Поскольку в гостиных польских дам царил в те времена тон куда более чопорный, чем ныне, обхождение дам в Берлине удивило меня: мне показалось, что благодаря вольтеромании, скорее внешней, чем истинной, и смелым речам, считавшимся свидетельством просвещённости, у большинства дам был жеманный вид – казалось, все они хотели выглядеть более непринуждённо, чем это было на самом деле; я не исключаю, впрочем, что такая манера держаться могла быть обусловлена также импульсами, содержавшимися в сочинениях и рассуждениях философа из Сан-Суси.

Его не было в Берлине, когда я приехал, он возвратился лишь три недели спустя. Я дважды виделся с ним, и каждый раз он адресовал мне несколько слов. Он выглядел неуверенным, как человек, считающий себя обязанным высказываться значительнее и интереснее остальных, но сомневающийся в том, что это ему удаётся. Бегающий взгляд угрюмых глаз тоже свидетельствовал о том, скорее всего, что он не в своей тарелке. Он носил несвежее платье, да и весь его облик не отличался благородством. Мне известны и подобные мнения других, относившиеся, впрочем, лишь к его внешности. Здесь нет места для портрета этого государя и рисовать его я не намерен. Я слышал в Берлине ежедневно немало резких слов в его адрес, произносимых, не таясь, людьми самого разного положения; монарху это было, вроде бы, отлично известно, он привык и воспринимал брань равнодушно.

Ещё до того, как он возвратился в Пруссию, я посетил Шарлоттенбург, Потсдам и маленький дворец Сан-Суси, где он обычно жил и работал. Комнаты его я нашёл в большом беспорядке: книги и бумаги были разбросаны вперемешку, отрывки стихов, написанные его рукой, валялись где придётся, повсюду стояла ломаная мебель. Женщины, на обязанности которых лежало показывать жилище короля любопытствующим, – их здесь называют кастеляншами, – рассказывали мне, что им категорически приказано оставлять все на своих местах; в Шарлоттенбурге я даже обнаружил под диваном мраморную голову Юлия Цезаря, и кастелянша утверждала, что никогда её оттуда не убирает. Во всех спальнях прусского короля я видел халаты одинакового размера, из дорогой материи с вышивкой, но мне сообщили, что король никогда ими не пользуется; я упоминаю о халатах потому лишь, что они были помещены там, очевидно, для соблюдения этикета, и никак не вязались с представлением о разоблачившемся философе-вояке.

# Извлечённые строки

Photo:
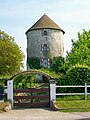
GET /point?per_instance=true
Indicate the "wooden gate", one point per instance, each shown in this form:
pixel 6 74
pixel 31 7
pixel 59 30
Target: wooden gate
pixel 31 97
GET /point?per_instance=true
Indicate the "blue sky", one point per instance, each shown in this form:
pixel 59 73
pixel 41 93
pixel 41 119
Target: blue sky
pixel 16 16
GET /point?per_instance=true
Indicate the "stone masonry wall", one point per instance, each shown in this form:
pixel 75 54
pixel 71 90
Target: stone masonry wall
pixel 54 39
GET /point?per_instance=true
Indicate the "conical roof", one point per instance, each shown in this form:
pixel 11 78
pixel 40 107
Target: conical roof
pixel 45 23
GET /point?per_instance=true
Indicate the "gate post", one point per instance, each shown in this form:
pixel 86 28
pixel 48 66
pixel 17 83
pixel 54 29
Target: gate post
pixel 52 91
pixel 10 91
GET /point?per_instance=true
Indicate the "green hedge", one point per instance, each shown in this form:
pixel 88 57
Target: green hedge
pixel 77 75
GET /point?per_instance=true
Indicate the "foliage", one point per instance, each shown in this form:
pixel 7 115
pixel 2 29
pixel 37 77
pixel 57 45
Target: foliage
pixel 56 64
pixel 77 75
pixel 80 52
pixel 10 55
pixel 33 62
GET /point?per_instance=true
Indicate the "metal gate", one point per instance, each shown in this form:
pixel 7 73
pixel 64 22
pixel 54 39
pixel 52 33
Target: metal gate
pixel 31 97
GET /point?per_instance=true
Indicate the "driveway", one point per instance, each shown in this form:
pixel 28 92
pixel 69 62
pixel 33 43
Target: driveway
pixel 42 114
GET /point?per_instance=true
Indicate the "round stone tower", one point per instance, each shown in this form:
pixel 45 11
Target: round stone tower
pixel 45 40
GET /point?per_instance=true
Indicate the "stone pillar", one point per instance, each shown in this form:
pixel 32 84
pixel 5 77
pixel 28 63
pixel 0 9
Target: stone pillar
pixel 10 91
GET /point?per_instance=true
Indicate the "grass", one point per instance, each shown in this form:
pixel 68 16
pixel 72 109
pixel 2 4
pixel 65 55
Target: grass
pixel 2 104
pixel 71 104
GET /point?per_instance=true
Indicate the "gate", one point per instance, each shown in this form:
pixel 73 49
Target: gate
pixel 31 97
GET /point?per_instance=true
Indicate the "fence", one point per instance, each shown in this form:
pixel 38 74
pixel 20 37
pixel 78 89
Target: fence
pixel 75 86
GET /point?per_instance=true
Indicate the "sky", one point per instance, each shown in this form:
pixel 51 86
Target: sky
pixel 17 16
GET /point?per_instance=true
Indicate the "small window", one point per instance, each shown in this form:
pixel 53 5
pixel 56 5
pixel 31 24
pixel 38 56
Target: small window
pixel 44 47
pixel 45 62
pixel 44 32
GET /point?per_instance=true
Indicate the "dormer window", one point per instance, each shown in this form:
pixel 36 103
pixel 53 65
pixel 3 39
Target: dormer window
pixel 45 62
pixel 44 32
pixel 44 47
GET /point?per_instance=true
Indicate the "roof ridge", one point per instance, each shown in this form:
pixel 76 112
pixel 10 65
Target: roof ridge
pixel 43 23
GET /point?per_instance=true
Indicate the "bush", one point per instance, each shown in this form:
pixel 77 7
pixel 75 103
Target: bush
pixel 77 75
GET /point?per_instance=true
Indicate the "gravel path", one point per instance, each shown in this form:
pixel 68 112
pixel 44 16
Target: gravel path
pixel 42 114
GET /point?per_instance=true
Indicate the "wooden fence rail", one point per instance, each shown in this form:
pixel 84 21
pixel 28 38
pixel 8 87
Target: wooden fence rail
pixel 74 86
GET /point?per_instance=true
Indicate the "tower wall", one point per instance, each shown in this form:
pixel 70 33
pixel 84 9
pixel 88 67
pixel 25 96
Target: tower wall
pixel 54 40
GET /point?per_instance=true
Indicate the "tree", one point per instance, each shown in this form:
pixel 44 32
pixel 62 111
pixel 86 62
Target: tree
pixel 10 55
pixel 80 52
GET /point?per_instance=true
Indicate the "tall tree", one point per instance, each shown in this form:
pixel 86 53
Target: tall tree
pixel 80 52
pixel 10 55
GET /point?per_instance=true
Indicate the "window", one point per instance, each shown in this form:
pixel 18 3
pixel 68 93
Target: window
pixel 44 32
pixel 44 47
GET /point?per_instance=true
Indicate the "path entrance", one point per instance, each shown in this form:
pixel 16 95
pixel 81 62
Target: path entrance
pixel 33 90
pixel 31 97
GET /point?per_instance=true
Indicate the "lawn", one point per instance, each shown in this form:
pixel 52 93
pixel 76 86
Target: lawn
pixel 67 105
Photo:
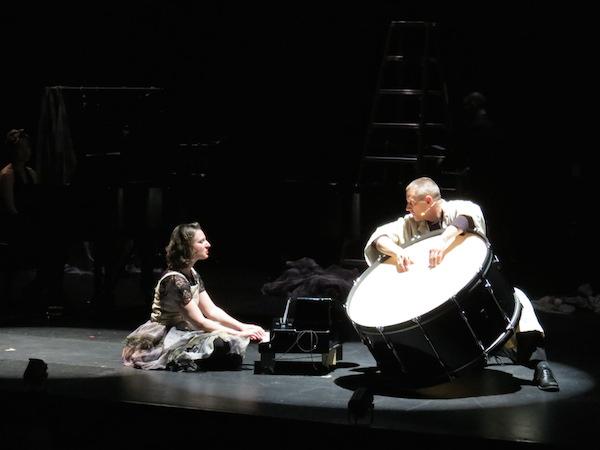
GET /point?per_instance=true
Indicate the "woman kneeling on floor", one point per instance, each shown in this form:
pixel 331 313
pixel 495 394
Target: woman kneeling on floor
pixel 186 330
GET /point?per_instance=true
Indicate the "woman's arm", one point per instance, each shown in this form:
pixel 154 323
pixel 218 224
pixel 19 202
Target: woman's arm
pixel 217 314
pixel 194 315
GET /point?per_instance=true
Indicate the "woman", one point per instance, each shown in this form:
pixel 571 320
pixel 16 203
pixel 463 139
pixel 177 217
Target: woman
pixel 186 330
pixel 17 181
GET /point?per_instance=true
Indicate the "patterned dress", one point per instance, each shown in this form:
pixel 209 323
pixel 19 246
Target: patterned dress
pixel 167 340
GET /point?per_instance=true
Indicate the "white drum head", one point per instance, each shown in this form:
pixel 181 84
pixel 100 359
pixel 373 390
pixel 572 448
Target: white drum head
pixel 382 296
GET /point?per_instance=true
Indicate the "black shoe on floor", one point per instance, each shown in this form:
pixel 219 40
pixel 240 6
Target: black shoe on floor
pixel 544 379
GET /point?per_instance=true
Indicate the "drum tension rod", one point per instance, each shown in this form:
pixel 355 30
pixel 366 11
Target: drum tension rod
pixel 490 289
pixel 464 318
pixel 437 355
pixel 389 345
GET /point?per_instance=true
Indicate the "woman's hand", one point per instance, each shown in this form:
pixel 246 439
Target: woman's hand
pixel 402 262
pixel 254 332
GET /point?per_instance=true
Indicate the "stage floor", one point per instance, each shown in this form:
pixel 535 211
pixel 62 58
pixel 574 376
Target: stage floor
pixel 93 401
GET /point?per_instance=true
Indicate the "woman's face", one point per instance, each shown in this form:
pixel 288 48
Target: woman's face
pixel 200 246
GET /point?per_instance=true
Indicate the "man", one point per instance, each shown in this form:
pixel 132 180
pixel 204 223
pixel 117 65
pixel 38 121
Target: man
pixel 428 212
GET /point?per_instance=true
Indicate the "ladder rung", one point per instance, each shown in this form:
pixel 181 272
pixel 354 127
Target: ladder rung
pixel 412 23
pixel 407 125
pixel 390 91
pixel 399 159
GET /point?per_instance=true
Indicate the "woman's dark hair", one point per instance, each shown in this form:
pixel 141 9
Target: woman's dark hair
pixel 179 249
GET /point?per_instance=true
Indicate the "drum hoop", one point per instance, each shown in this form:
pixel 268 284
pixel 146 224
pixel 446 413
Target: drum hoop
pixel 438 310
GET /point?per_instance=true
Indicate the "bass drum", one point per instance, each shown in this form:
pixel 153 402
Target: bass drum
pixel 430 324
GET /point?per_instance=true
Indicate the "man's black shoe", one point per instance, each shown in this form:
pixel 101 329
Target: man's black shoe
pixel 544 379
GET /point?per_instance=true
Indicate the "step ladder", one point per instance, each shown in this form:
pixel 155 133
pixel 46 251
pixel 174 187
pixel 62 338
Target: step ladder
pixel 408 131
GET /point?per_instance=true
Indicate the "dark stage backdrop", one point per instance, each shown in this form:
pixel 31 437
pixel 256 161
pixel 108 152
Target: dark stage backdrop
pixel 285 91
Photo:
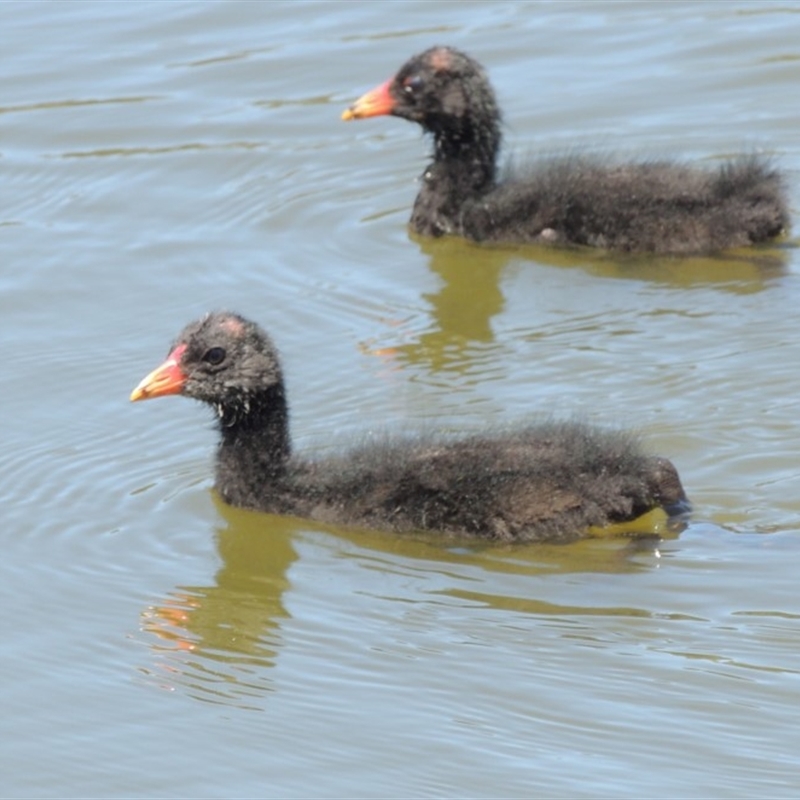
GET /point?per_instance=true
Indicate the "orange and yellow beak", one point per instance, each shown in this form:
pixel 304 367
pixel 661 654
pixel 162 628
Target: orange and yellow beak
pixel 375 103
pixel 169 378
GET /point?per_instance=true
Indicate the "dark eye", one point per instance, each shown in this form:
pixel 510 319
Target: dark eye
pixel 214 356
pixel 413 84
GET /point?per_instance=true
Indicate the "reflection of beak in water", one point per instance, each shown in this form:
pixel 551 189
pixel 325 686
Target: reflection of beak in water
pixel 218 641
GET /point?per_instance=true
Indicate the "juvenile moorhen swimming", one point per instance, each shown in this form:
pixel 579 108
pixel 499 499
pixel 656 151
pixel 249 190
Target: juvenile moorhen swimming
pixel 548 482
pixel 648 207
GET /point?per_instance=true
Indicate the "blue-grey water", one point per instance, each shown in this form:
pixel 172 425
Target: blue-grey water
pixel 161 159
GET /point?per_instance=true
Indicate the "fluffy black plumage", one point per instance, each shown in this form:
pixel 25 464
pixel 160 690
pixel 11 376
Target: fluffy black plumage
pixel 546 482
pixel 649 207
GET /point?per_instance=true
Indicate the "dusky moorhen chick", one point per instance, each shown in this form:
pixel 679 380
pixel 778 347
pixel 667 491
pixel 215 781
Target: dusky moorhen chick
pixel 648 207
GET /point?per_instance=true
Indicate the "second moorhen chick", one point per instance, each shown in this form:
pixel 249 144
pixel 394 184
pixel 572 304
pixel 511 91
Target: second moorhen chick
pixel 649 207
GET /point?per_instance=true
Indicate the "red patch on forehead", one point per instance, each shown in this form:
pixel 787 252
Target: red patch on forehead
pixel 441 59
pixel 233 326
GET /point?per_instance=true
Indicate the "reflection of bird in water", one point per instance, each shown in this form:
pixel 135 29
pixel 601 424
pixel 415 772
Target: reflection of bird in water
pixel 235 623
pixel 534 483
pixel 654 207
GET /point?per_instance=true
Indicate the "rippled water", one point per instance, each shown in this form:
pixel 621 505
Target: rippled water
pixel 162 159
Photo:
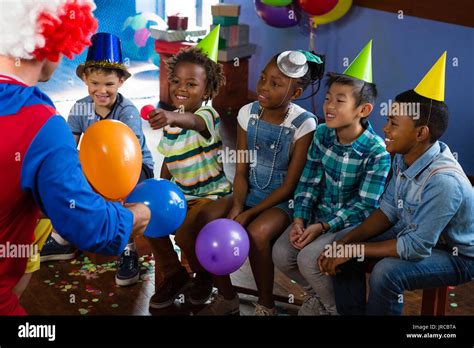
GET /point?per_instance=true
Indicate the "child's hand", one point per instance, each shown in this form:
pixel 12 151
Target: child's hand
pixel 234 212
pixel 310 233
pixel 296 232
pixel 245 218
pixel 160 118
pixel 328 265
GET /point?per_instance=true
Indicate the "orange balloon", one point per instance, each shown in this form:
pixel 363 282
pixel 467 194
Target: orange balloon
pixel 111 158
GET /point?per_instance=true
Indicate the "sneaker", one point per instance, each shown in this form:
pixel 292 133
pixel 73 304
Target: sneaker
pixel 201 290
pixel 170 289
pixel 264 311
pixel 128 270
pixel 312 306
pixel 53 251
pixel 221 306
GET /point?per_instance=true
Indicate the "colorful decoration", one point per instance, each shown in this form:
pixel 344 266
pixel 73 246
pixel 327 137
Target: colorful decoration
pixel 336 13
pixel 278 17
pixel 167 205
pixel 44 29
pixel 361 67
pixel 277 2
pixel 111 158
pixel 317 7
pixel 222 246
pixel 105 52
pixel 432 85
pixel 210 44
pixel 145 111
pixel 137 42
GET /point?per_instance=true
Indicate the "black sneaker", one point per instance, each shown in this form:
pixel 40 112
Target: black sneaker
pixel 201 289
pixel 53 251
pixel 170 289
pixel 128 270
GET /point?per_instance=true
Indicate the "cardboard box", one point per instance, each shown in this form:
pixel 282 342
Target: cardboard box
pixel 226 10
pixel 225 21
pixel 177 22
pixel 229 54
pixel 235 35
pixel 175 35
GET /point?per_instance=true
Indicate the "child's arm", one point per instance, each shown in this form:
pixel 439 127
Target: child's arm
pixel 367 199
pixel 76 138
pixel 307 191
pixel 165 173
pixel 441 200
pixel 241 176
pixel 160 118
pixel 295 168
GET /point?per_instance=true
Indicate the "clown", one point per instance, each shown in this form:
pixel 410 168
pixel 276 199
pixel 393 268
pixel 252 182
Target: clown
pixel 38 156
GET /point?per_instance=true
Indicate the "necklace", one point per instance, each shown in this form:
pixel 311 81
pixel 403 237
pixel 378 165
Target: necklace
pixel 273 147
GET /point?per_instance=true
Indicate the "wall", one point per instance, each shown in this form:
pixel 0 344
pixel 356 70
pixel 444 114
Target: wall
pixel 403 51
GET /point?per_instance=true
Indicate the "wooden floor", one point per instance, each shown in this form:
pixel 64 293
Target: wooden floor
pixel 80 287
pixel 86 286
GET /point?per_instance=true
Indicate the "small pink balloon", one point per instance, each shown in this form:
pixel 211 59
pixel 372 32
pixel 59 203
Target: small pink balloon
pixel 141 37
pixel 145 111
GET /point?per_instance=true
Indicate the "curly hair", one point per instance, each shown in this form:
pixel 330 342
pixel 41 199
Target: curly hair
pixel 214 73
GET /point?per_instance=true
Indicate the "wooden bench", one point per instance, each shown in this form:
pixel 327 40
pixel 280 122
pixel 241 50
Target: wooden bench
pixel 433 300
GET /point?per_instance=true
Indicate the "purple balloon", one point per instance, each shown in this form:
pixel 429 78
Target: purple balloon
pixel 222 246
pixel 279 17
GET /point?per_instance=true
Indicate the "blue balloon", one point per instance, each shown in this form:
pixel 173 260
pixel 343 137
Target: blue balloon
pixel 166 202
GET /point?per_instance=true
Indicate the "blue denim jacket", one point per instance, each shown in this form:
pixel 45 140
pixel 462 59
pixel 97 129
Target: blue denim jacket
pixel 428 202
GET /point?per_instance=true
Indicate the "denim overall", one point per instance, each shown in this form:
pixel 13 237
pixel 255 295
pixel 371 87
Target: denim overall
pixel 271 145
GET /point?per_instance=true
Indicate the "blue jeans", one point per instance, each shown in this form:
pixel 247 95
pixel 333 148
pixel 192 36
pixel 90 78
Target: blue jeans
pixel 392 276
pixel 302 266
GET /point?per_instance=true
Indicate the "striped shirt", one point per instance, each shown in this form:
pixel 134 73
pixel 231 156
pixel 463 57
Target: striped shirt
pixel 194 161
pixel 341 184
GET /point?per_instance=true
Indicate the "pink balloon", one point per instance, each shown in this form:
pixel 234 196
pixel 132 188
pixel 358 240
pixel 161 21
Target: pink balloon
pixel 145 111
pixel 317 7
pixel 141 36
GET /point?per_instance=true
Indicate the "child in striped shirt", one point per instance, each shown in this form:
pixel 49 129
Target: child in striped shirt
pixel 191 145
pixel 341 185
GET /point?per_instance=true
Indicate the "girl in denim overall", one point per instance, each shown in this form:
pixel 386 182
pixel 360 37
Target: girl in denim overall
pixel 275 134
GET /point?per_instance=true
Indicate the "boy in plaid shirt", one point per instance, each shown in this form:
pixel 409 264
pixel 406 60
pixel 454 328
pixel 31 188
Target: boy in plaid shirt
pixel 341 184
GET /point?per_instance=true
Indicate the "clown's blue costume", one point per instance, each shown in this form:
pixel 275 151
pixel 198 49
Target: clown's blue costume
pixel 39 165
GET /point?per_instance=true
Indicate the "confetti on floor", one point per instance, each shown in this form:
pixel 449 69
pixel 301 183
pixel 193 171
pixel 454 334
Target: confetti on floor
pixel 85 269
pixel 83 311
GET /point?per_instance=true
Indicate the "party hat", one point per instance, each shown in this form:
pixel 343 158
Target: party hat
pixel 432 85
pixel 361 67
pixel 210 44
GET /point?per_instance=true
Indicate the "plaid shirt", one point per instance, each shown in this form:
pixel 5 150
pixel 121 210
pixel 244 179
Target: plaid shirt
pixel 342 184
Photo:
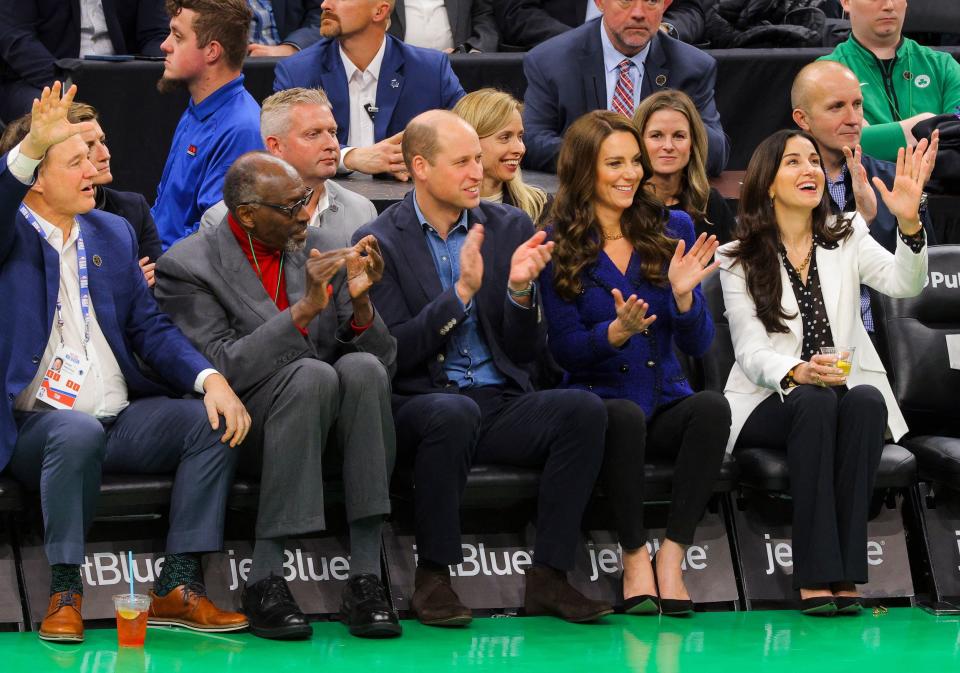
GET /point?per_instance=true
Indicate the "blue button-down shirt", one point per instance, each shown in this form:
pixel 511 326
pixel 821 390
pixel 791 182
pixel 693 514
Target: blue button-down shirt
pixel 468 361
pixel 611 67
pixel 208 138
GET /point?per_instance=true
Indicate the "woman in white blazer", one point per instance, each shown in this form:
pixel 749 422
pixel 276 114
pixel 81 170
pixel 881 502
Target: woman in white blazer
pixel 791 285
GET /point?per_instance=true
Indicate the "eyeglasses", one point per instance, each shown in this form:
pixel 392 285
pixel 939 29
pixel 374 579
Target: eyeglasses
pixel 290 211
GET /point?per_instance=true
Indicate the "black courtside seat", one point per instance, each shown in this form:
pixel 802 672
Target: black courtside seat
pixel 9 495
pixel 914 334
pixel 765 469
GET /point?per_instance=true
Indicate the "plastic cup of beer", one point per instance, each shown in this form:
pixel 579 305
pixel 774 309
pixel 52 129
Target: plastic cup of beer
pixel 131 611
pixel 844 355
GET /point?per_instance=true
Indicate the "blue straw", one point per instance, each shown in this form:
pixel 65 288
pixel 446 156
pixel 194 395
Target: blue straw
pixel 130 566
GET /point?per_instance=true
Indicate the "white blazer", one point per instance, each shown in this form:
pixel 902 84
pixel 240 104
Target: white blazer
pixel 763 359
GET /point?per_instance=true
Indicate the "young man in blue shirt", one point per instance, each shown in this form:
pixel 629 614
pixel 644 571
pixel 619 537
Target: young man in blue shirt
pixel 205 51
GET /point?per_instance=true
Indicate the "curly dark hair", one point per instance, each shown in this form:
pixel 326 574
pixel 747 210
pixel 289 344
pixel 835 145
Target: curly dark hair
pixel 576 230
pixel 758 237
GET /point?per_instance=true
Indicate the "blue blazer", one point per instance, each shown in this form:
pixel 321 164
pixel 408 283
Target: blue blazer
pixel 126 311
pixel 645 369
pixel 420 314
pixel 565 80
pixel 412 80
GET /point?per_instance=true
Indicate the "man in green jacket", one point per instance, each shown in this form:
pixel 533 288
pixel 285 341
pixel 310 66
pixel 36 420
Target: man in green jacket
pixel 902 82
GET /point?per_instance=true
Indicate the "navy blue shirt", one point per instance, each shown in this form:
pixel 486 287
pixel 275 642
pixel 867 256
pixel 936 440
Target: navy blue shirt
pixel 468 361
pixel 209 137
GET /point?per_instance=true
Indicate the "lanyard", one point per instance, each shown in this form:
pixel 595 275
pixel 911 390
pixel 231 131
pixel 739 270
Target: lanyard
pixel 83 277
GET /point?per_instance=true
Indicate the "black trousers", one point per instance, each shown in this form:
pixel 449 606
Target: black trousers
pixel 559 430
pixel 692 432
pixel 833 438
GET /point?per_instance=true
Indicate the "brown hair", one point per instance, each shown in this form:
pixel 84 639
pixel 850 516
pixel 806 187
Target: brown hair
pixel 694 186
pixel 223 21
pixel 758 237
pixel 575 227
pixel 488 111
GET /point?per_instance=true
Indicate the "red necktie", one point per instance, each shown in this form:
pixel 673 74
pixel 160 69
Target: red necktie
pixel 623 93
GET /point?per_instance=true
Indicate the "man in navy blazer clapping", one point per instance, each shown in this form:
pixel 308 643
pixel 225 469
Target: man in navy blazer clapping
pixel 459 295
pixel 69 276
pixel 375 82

# Задания
1. Переведите на английский язык предложение из отрывка о Берлине: «Он носил несвежее платье, да и весь его облик не отличался благородством».
2. Продолжите отрывок о Берлине и прусском короле после его последнего предложения.
Строки представляют собой самостоятельный материал, не связанный с отрывком.

# Ответы
1. He wore clothes that were none too fresh, and his whole appearance was far from noble.

2.
В его спальне в Сан-Суси я обнаружил две маленькие, совершенно идентичные кровати, стоявшие близёхонько одна к другой; в Берлине без конца сплетничали по поводу их назначения, однако кастелянша разъяснила мне, что король переходит с одной кровати на другую, чтобы избежать жары. А ведь он жару очень любил! Комната, в которой он живёт летом, выходит на юг, в ней почти никогда не зажигают света, но постоянно разводят огонь в камине, и мне рассказывали, что те, кого король туда приглашает, едва не падают в обморок от жары. Я видел шкафы в его библиотеке в Сан-Суси, от которых, как сказала кастелянша, у неё не было ключей. Часовня этого маленького дворца, облицованная благороднейшим мрамором и освещённая под сводами бычьим глазом, а также стоящий в саду Меркурий работы Пигалля – вот самое прекрасное из того, что я там видел.

Говорить здесь о жалкой бедности, среди которой существует королева, и о чудовищном контрасте её жизни и жизни братьев короля, или повторять общеизвестные истины об армии короля, его финансах, о Берлине – я не стану: это не входит в мою задачу. Замечу только, что именно в Берлине я свёл знакомство с сэром Чарльзом Вильямсом, представлявшим Британию и в Саксонии, и в Пруссии; он выказал предупредительность по отношению ко мне тогда и искреннюю дружбу впоследствии.